— Written request —
In the judgment, on what date was the charge framed under Sections 376 and 506 IPC?

Sant Gurmeet Ram Rahim Singh v. Central Bureau of Investigation through the Superintendent of Police
2016-03-31
ANITA CHAUDHRY
body2016
DigiLaw.ai
JUDGMENT Mrs. Anita Chaudhry, J.:- This revision is directed against the order dated 11.05.2015, passed by the CBI Court, Haryana at Panchkula whereby the evidence of the defense had been closed. The request of the petitioner to tender documents was declined. 2. The court on its own motion had taken notice of an anonymous complaint and on the basis of the direction therein, the CBI registered the FIR. The chargesheet was laid against the petitioner in July, 2007. Charge was framed under Sections 376 and 506 IPC on 06.09.2008. The prosecution closed its evidence in September, 2013. The statement of the accused was recorded on 11.02.2014. The defence evidence was closed on 05.03.2015. 3. The petitioner is aggrieved by the order dated 11.05.2015, as he was not allowed to tender some documents. 4. It is necessary to notice some relevant facts so as to give the background. When the prosecutrix was under examination, a letter Mark-D was put to her, she denied her handwriting. The petitioner moved an application for taking the specimen signatures and her handwriting. The trial Court vide its order dated 06.10.2009 ordered the application to be kept pending till the prosecution concluded its evidence. A revision was preferred against the order. The High Court vide order dated 08.03.2010 directed the trial court to decide the application. In compliance thereof, the trial Court heard the application and directed the prosecutrix to give her specimen signatures and handwriting in the court. It is appropriate to notice that neither the CBI nor the accused had produced any document in the court with which the Court/Experts could compare the disputed documents and ascertain as to whether the disputed document was scribed by the prosecutrix. 5. The father of the victim filed a miscellaneous petition in the High Court challenging the order. The petition came to be dismissed on 13.02.2013. The prosecutrix was produced in the court and her specimen handwriting and signatures were taken. The petitioner in this petition has pleaded in para 17 that they had orally requested the Court to send the specimen signatures along with disputed documents and later Exhibit DW-22/1 to some Government forensic laboratory. However, the Court did not take action and the petitioner moved an application for sending the documents for comparison to FSL Madhuban or CFSL, CBI, New Delhi.

— Data provided —
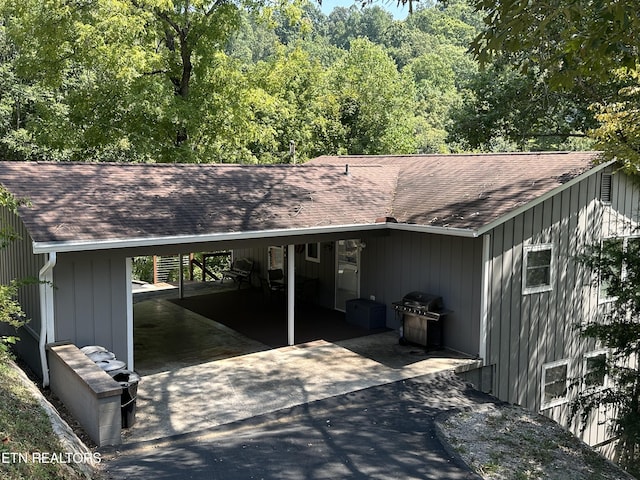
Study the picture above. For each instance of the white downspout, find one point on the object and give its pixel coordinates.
(291, 293)
(46, 313)
(484, 299)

— Answer in full —
06.09.2008